■ TEKST DOKUMENTU:
⟨

PKO Ekstraklasa: imponujące zwycięstwo Jagiellonii
PKO Ekstraklasa\

PKO Ekstraklasa: imponujące zwycięstwo Jagiellonii

  • Dodał: Dawid Tymosz
  • Data publikacji: 21.04.2023, 20:13

Jagiellonia Białystok wygrała 4:2 z Wisłą Płock w wyjazdowym meczu 29. kolejki PKO Ekstraklasy. Goście w spektakularny sposób odrobili straty i zanotowali pierwsze w sezonie zwycięstwo w delegacji.

⟩

■ SUROWE DANE:
⟨

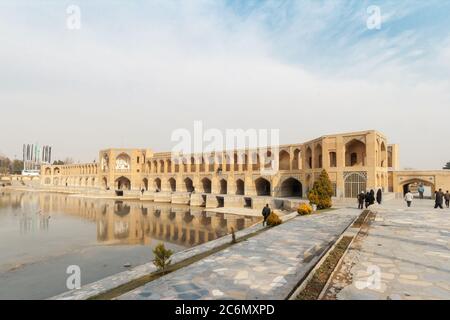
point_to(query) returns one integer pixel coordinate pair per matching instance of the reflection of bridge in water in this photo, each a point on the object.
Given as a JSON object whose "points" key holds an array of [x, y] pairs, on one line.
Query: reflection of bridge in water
{"points": [[128, 222]]}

⟩

■ ZADANIE DO WYKONANIA: Proszę przetłumaczyć na język angielski zdanie z tekstu dokumentu: „Jagiellonia Białystok wygrała 4:2 z Wisłą Płock w wyjazdowym meczu 29. kolejki PKO Ekstraklasy.” Materiał nie jest potrzebny do wykonania zadań.

■ WYKONANE ZADANIE: Jagiellonia Białystok beat Wisła Płock 4–2 in an away match in round 29 of the PKO Ekstraklasa.